- _SOURCE TEXT_
-*-

Graph Isomorphism Testing¶
How it works¶
Isomorphic graphs have identical structure, so DRESS, which depends only on structure, produces the same multiset of edge values for both. Sorting the DRESS vectors and comparing gives a fast isomorphism test.
Undirected graphs¶
Run DRESS (UNDIRECTED variant). Sort the resulting edge values. Two graphs are isomorphic only if their sorted vectors match.
Directed graphs¶
For undirected graphs a single DRESS run suffices, but directed graphs require more care. The DIRECTED variant uses the combined weight \(\bar{w}(u,v) = w(u,v) + w(v,u)\), which is symmetric in \(u\) and \(v\). This means a graph \(G\) and its transpose \(G^\top\) (all arcs reversed) can produce the same D-DRESS fingerprint. Star graphs are a concrete example: the hub-to-leaf and leaf-to-hub arcs swap roles under transposition, but the symmetric combined weight erases the difference.
The solution is to run two passes:
- F-DRESS (FORWARD variant): uses \(\bar{w}(u,v) = w(u,v)\) and out-neighborhoods.
- B-DRESS (BACKWARD variant): uses \(\bar{w}(u,v) = w(v,u)\) and in-neighborhoods.
Each edge \((u,v)\) is now represented by a pair of values \((f_{uv},\; b_{uv})\). Sorting these pairs lexicographically produces a directed fingerprint that distinguishes \(G\) from \(G^\top\) whenever their structures differ.
Why this works. F-DRESS captures the forward flow of similarity (how an edge relates to its source's outgoing neighborhood), while B-DRESS captures the backward flow (the target's incoming neighborhood). A transpose swaps the two components of every pair, so unless the graph is self-transpose, the sorted pair vectors will differ. This breaks exactly the symmetric-transpose ambiguity that the single D-DRESS fingerprint misses.

-*-

- _GIVEN DATA_
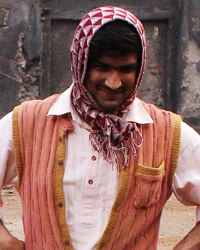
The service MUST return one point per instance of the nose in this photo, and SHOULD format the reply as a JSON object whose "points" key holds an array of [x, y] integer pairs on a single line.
{"points": [[113, 80]]}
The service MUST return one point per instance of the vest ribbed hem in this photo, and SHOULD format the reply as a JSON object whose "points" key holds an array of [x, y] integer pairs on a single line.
{"points": [[175, 147]]}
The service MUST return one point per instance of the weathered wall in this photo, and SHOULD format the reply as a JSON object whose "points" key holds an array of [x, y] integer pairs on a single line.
{"points": [[189, 104], [35, 38], [19, 53]]}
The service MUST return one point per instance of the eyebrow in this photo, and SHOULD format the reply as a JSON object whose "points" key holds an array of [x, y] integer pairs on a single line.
{"points": [[130, 65]]}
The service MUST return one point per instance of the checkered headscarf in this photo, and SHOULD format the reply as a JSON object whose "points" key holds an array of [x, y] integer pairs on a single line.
{"points": [[111, 134]]}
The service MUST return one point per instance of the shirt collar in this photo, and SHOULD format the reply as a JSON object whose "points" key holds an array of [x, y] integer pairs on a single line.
{"points": [[63, 105]]}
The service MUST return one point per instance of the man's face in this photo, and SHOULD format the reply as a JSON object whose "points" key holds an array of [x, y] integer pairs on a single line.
{"points": [[111, 80]]}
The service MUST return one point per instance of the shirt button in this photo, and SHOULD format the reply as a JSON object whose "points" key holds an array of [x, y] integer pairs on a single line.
{"points": [[67, 242], [90, 182], [94, 158], [60, 162], [60, 204]]}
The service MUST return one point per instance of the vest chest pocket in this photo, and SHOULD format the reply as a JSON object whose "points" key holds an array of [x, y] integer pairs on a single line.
{"points": [[148, 185]]}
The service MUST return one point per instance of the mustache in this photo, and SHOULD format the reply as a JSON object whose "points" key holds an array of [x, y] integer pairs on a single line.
{"points": [[112, 91]]}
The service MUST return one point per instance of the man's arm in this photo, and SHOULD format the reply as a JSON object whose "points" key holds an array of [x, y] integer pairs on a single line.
{"points": [[7, 241], [191, 241]]}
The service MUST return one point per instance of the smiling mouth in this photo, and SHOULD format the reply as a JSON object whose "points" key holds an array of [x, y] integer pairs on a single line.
{"points": [[111, 91]]}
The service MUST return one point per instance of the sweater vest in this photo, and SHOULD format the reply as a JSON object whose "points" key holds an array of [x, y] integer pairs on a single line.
{"points": [[145, 186]]}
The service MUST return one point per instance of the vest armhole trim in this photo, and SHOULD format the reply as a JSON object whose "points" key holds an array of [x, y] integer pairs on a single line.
{"points": [[16, 144], [175, 147]]}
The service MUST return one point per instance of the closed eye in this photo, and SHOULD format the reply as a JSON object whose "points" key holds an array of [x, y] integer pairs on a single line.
{"points": [[102, 66]]}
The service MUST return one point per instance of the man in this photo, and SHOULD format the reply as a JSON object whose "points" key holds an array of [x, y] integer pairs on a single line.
{"points": [[95, 165]]}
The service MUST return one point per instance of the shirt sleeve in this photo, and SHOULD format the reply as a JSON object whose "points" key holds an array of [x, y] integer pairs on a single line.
{"points": [[8, 173], [186, 182]]}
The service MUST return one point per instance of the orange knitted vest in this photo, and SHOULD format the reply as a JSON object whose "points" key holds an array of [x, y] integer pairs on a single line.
{"points": [[144, 186]]}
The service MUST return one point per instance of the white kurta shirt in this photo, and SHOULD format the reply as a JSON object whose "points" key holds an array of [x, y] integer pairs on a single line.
{"points": [[90, 183]]}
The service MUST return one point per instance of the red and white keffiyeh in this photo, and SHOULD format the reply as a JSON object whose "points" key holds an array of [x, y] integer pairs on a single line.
{"points": [[111, 134]]}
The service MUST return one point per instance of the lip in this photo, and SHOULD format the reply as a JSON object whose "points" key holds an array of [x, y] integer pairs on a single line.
{"points": [[110, 92]]}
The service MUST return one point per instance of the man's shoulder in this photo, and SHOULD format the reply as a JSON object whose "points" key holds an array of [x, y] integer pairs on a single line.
{"points": [[42, 103]]}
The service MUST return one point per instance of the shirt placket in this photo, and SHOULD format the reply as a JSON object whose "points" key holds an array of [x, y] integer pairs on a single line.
{"points": [[89, 193]]}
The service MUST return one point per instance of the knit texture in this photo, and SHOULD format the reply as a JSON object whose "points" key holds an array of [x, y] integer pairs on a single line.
{"points": [[144, 186]]}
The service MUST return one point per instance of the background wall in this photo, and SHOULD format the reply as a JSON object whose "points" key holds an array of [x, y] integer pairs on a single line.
{"points": [[35, 39]]}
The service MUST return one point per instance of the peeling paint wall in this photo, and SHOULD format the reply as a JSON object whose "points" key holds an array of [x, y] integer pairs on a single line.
{"points": [[189, 105], [19, 53]]}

-*-

- _WHAT THE TASK ASKS_
Copy the graph isomorphism text again, starting at "- B-DRESS (BACKWARD" and ending at "their structures differ.", but switch "lexicographically" to "in dictionary order".

- _THE OUTPUT_
- B-DRESS (BACKWARD variant): uses \(\bar{w}(u,v) = w(v,u)\) and in-neighborhoods.
Each edge \((u,v)\) is now represented by a pair of values \((f_{uv},\; b_{uv})\). Sorting these pairs in dictionary order produces a directed fingerprint that distinguishes \(G\) from \(G^\top\) whenever their structures differ.